» **Task instructions**: Copy every line of the entries below word for word, leaving out the pictures.

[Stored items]
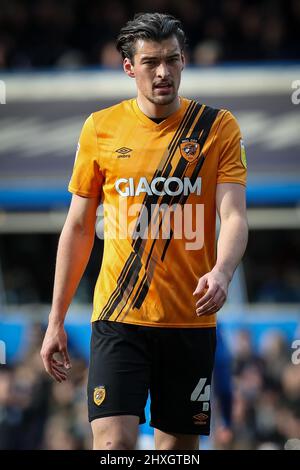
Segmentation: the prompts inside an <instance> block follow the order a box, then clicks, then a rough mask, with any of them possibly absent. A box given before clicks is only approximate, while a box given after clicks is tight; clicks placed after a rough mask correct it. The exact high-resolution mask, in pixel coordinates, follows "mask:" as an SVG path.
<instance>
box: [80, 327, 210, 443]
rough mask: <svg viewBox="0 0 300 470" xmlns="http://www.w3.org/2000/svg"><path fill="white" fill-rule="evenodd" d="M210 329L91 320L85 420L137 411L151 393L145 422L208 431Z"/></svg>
mask: <svg viewBox="0 0 300 470" xmlns="http://www.w3.org/2000/svg"><path fill="white" fill-rule="evenodd" d="M215 347H216V329H215V328H158V327H147V326H138V325H131V324H130V325H129V324H124V323H117V322H112V321H102V320H100V321H96V322H93V324H92V339H91V358H90V368H89V380H88V409H89V420H90V421H92V420H94V419H96V418H100V417H105V416H116V415H134V416H139V418H140V424H143V423H144V422H145V413H144V408H145V405H146V401H147V397H148V392H149V391H150V397H151V422H150V425H151V426H153V427H155V428H157V429H159V430H161V431H163V432H168V433H180V434H201V435H208V434H209V431H210V414H211V406H210V388H211V376H212V370H213V364H214V354H215Z"/></svg>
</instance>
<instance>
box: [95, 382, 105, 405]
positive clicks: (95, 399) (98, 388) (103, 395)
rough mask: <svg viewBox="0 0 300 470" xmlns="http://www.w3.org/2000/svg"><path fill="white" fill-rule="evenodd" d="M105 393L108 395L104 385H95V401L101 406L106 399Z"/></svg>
mask: <svg viewBox="0 0 300 470" xmlns="http://www.w3.org/2000/svg"><path fill="white" fill-rule="evenodd" d="M105 395H106V391H105V387H104V385H100V386H99V387H95V388H94V403H95V404H96V405H97V406H100V405H101V403H103V402H104V400H105Z"/></svg>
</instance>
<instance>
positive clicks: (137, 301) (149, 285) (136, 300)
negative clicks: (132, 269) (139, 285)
mask: <svg viewBox="0 0 300 470" xmlns="http://www.w3.org/2000/svg"><path fill="white" fill-rule="evenodd" d="M149 287H150V284H149V282H148V281H147V277H146V278H145V279H144V281H142V282H141V285H140V286H139V295H138V296H137V298H136V300H135V301H134V303H133V308H138V309H139V308H141V306H142V303H143V302H144V300H145V297H146V295H147V294H148V290H149Z"/></svg>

» **Response area**:
Segmentation: the prompts inside an <instance> block follow the order a box, then clicks, then a rough mask, with any of them possibly absent. A box given before clicks is only approximate, while a box given after clicks is tight; clicks placed after a rough mask correct it. The exact high-resolution mask, in pixel coordinates, follows "mask:" as an SVG path.
<instance>
box: [80, 327, 210, 443]
rough mask: <svg viewBox="0 0 300 470" xmlns="http://www.w3.org/2000/svg"><path fill="white" fill-rule="evenodd" d="M210 329L91 320L85 420L137 411L151 393L145 422L208 431Z"/></svg>
mask: <svg viewBox="0 0 300 470" xmlns="http://www.w3.org/2000/svg"><path fill="white" fill-rule="evenodd" d="M215 347H216V329H215V328H158V327H147V326H138V325H131V324H130V325H129V324H124V323H117V322H112V321H102V320H100V321H96V322H93V324H92V339H91V358H90V368H89V380H88V409H89V420H90V421H92V420H94V419H96V418H100V417H105V416H116V415H134V416H139V418H140V424H143V423H144V422H145V413H144V408H145V405H146V401H147V397H148V392H149V391H150V397H151V422H150V425H151V426H153V427H155V428H157V429H159V430H161V431H163V432H168V433H180V434H201V435H208V434H209V431H210V414H211V406H210V388H211V376H212V370H213V364H214V354H215Z"/></svg>
</instance>
<instance>
box: [95, 382, 105, 405]
positive clicks: (95, 399) (98, 388) (103, 395)
rough mask: <svg viewBox="0 0 300 470" xmlns="http://www.w3.org/2000/svg"><path fill="white" fill-rule="evenodd" d="M105 393L108 395L104 385H95V401L101 406L106 399Z"/></svg>
mask: <svg viewBox="0 0 300 470" xmlns="http://www.w3.org/2000/svg"><path fill="white" fill-rule="evenodd" d="M105 395H106V391H105V387H104V385H100V386H99V387H95V388H94V403H95V404H96V405H97V406H100V405H101V403H103V402H104V400H105Z"/></svg>
</instance>
<instance>
positive clicks: (137, 301) (149, 285) (136, 300)
negative clicks: (132, 269) (139, 285)
mask: <svg viewBox="0 0 300 470" xmlns="http://www.w3.org/2000/svg"><path fill="white" fill-rule="evenodd" d="M149 287H150V284H149V282H148V281H147V277H146V278H145V279H144V281H142V282H141V285H140V286H139V295H138V296H137V298H136V300H135V301H134V303H133V308H138V309H139V308H141V306H142V303H143V302H144V300H145V297H146V295H147V294H148V290H149Z"/></svg>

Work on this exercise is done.